And I include myself in that.
I mentioned this Trifecta concept to another INTJ friend, who responded:
HAHA are we that obvious? I’ve done the sailing courses, got my Silver II. Did the violin thing too [this involves training with masters, tons of frustration and hard work, but now it’s a ‘thing’ —Marc]….Waiting for a bit more $$$ to start glider lessons …Yeah.
Another INTJ friend of mine, Mark Bodnarczuk, wrote a book which draws heavily on his Scuba experience to illustrate some really important factors in life. Mark also has a musical background, from what I recall.
Some other INTJ friends, a married INTJ + INTJ couple, told me they did this pilot-path spreadsheet exercise a while back, which I also did myself, during which you add up a bunch of numbers and it turns out you will need to set aside something like $10K to $20K USD to become a pilot, or something like that—I don’t have the spreadsheet in front of me, but I’m wondering if it’s kind of an INTJ rite of passage, this particular spreadsheet. (Hell, there may even be multiple levels here; I think I remember that INTJ Dario Nardi made a spreadsheet which computed data on how to best get your ass to Mars)
(And what’s so frustrating about spreadsheets: They are truly Te-focused little bastards, to the exclusion of so many other factors. They never tell you how fiddly the whole damn real-life experience of flying is going to be, they never tell you about the guilt you’ll feel when you’re not doing the flying often enough, they never tell you about the annoying guy at the airport who thinks you want to become just like him, or whatever. There’s this whole qualitative angle that spreadsheets kind of see as something you shouldn’t really mind, because hey, the numbers all add up! So whenever I start some spreadsheet process now, I try to remember to start a parallel, depth-based analysis process in something like a text editor.)
Personally, I’d say the weakest of the three for me would be Scuba. I love the idea, but it just hasn’t hatched into real experience for me yet; maybe this will change, and maybe not. A family friend used to take me out flying and hand over the controls, and we’d fly up into the San Juans for the day and grab a hot dog; fun stuff like that. I’ve probably logged thousands of hours in flight simulators since I was a child. Lately Geo-FS is pretty fun on little breaks, and the new MS flight sim video coverage is mind-blowing. And I worked as a freelance musician when I was in university, creating chart-topping hits such as “Backing Track for Franklin Covey Interactive CD-ROM”, “Sound Effects and Musical Intros for a Flash Website which is Long Dead” and “Sound Trademark for a Promising Company Which is No Longer Relevant”. Hey—at least it paid well.
And Something Helpful to Know About This
So here’s the real meat: If you identify with this stuff so much that you get drawn in, there’s a chance you could end up completely fooled by the INTJ Metaphor Machine. Some examples of the the way that Metaphor Machine works:
- “I only suggested piloting because I want you to take advantage of your gift for seeing the big picture, learn to execute from idea-space, and be more positive.”

----------

Directives =
[1] In the post about INTJ hobbies, which of the three activities does the writer call their weakest?
[2] Rewrite the post about INTJ hobbies, starting with "Personally, I’d say" and going on through "it paid well.", with "hot dog" changed to "sandwich".
[3] Carry the post about INTJ hobbies forward from its last line.

----------

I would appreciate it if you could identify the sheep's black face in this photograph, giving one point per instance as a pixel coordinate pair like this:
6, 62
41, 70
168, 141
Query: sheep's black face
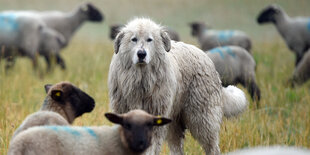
93, 13
268, 15
138, 136
81, 101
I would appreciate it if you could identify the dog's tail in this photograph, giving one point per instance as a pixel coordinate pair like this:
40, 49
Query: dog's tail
234, 101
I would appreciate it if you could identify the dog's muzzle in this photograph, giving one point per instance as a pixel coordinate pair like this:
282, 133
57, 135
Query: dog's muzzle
141, 56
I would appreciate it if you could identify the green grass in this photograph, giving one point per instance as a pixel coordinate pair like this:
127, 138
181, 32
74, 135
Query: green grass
283, 114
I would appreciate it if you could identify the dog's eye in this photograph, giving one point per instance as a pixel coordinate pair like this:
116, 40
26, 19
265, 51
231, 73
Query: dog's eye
134, 39
149, 40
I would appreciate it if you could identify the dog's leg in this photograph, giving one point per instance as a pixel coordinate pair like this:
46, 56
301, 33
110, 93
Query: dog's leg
175, 138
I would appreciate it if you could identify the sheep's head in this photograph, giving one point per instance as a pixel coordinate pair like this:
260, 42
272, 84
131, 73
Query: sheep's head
269, 14
137, 126
93, 14
114, 30
68, 100
198, 28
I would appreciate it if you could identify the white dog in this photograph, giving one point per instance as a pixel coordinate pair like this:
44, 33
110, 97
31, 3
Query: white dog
173, 79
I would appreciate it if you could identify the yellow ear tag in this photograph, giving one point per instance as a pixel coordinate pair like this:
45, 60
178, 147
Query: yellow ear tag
159, 121
57, 94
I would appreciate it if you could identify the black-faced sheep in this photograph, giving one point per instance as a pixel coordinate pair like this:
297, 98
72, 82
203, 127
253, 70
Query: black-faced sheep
115, 29
235, 65
63, 104
132, 136
295, 31
24, 34
209, 38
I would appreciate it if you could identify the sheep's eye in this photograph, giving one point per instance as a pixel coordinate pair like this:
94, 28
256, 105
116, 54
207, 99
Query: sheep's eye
134, 39
127, 126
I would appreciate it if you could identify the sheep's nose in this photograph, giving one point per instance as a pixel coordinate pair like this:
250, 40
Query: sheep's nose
141, 54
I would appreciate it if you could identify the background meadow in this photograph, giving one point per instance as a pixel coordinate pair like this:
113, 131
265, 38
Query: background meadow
283, 116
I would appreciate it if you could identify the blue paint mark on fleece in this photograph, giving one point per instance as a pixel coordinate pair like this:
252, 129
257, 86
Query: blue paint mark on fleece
225, 35
90, 131
221, 51
8, 22
65, 129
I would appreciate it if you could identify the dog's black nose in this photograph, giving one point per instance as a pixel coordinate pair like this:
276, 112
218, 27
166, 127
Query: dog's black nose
141, 54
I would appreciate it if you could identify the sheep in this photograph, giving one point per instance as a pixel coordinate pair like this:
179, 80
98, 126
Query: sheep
235, 65
114, 29
24, 34
272, 150
131, 136
209, 39
302, 72
294, 31
68, 23
62, 105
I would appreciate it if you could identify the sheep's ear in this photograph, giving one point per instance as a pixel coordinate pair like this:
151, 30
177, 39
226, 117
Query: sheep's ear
159, 121
118, 40
114, 118
166, 40
57, 95
47, 87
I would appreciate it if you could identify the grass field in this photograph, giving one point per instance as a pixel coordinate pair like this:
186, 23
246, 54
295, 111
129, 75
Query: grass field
283, 116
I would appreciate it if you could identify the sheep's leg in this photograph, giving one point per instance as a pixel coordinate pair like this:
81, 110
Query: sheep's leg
175, 138
60, 61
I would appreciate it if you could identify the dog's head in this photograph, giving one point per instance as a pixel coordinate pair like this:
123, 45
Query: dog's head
140, 40
68, 100
269, 14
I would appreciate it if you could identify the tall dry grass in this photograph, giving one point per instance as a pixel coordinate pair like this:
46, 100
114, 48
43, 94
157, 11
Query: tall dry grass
283, 114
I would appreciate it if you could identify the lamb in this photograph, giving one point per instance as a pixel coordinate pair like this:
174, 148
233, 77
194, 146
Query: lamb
24, 34
63, 104
116, 28
235, 65
272, 150
294, 31
302, 72
209, 39
149, 71
131, 136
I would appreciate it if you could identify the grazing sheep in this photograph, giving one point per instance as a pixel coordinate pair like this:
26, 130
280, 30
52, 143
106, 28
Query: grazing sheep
63, 104
235, 65
24, 34
273, 150
149, 71
116, 28
131, 137
302, 71
295, 31
209, 39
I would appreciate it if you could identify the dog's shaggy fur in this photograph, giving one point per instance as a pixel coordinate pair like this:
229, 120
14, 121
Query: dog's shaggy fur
172, 79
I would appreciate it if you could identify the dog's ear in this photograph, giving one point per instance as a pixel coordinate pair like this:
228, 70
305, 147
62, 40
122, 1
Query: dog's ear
47, 87
166, 40
118, 40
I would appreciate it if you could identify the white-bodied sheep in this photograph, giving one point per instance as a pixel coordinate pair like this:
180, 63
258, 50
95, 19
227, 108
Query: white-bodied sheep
149, 71
24, 34
235, 65
302, 71
63, 104
209, 38
116, 28
272, 150
295, 31
131, 137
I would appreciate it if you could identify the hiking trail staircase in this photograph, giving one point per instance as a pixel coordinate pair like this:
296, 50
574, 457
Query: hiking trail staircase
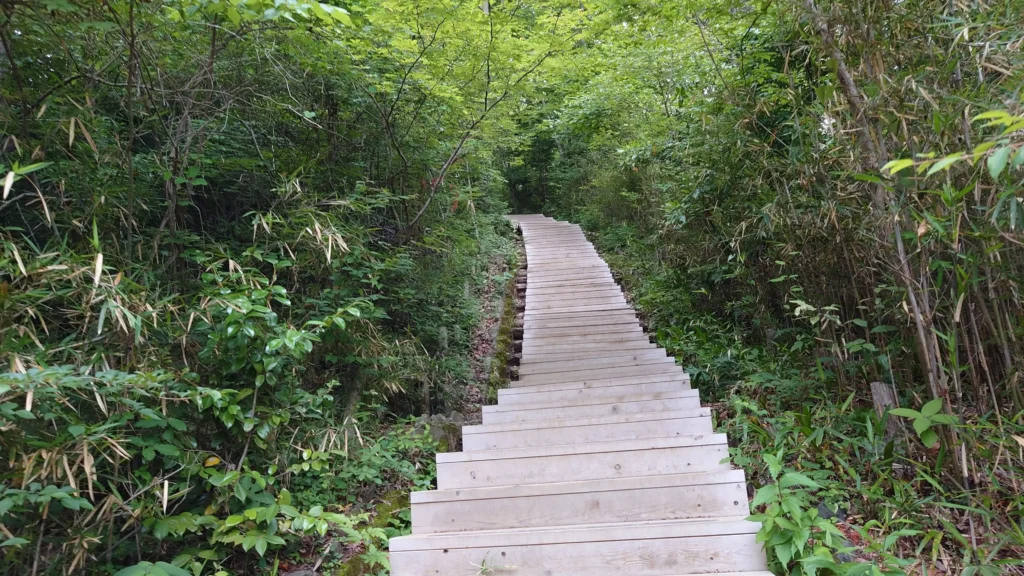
598, 461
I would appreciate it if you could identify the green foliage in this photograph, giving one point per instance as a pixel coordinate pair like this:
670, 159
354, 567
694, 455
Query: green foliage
926, 419
242, 243
805, 203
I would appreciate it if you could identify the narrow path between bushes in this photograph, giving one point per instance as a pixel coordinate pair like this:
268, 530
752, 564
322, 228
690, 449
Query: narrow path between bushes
598, 460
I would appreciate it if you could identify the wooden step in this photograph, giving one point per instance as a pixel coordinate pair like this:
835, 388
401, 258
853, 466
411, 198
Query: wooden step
576, 462
615, 381
598, 459
602, 373
581, 307
586, 430
582, 400
567, 397
638, 346
606, 362
602, 501
613, 317
650, 548
606, 407
649, 352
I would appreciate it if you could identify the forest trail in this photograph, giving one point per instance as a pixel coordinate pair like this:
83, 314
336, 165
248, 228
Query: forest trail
598, 461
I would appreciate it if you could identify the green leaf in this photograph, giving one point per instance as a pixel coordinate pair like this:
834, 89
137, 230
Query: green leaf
285, 497
929, 438
1019, 158
991, 115
997, 161
896, 165
151, 569
793, 479
945, 163
764, 495
921, 424
161, 529
235, 520
944, 419
932, 407
261, 544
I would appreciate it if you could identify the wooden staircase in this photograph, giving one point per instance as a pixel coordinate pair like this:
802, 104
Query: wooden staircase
598, 461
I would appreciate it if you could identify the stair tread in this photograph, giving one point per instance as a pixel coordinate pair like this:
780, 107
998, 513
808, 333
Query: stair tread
572, 449
579, 533
607, 485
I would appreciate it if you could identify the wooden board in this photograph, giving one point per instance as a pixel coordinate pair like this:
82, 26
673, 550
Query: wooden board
597, 461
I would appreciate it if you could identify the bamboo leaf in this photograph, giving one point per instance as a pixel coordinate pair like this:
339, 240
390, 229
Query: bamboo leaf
997, 161
945, 163
7, 182
896, 165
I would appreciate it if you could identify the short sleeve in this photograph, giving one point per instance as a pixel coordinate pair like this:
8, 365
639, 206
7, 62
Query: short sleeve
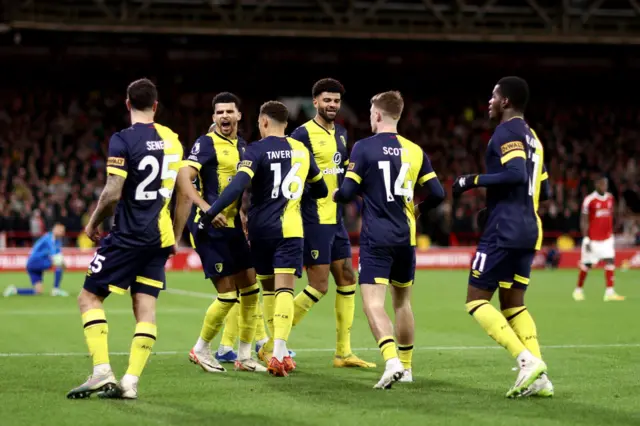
585, 205
357, 163
250, 161
507, 147
426, 170
302, 134
242, 147
200, 153
117, 161
314, 171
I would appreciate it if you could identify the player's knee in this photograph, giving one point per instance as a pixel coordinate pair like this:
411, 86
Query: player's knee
144, 307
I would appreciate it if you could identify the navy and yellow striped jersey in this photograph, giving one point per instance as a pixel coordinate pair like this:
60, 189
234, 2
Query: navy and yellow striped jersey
279, 167
216, 159
148, 156
329, 149
512, 210
387, 167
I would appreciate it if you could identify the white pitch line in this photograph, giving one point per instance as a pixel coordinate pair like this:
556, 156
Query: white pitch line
191, 293
424, 348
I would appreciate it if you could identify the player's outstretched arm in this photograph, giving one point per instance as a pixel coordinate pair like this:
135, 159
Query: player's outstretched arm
434, 197
106, 203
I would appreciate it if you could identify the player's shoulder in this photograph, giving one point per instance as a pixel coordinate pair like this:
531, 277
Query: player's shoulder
297, 145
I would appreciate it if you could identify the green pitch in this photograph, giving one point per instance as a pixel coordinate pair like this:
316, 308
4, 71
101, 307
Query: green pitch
592, 349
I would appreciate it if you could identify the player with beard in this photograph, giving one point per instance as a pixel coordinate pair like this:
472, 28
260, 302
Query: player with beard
326, 242
223, 250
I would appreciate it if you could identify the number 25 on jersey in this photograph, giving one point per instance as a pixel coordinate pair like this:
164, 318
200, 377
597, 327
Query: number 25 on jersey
168, 176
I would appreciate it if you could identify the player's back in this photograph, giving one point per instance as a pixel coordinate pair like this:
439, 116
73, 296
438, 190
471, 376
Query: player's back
513, 220
387, 166
148, 156
279, 167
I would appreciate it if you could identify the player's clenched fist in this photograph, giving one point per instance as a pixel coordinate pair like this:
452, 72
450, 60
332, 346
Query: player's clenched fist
464, 183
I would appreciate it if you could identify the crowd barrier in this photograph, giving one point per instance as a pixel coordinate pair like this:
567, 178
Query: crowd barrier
15, 259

----------

Answers for the exercise =
[1] Scuba.

[2]
Personally, I’d say the weakest of the three for me would be Scuba. I love the idea, but it just hasn’t hatched into real experience for me yet; maybe this will change, and maybe not. A family friend used to take me out flying and hand over the controls, and we’d fly up into the San Juans for the day and grab a sandwich; fun stuff like that. I’ve probably logged thousands of hours in flight simulators since I was a child. Lately Geo-FS is pretty fun on little breaks, and the new MS flight sim video coverage is mind-blowing. And I worked as a freelance musician when I was in university, creating chart-topping hits such as “Backing Track for Franklin Covey Interactive CD-ROM”, “Sound Effects and Musical Intros for a Flash Website which is Long Dead” and “Sound Trademark for a Promising Company Which is No Longer Relevant”. Hey—at least it paid well.

[3]
- “I only suggested Scuba because I want you to learn to be comfortable with depth-based processes.” (INTJ perception & execution is often too breadth-biased)
- “I only suggested musicianship because I can tell you need to pay more attention to your feelings, your moods, and their meaning, and find a suitable rhythm of life, something that will help you influence your own life and others’ for the better.”
These are just examples, but do you see what I mean? There’s this important divide between the meaning of the thing and the doing of the thing. INTJs as a group tend to jump right into the doing, and doing takes you right into the sensory realm and its associated uh…growth opportunities (you see, in addition to helping you feel good about yourself in some ways, it’s also a potentially huge trap in another way, so I’m intentionally using the word “uh” here).
There’s also the really emotional layer to all of this. We feel a connection to a thing, it draws us in—and maybe we need to learn to pause at this stage, and build out some space for examining and probing this process. Or maybe we really need to build a process for examining emotional experiences, period.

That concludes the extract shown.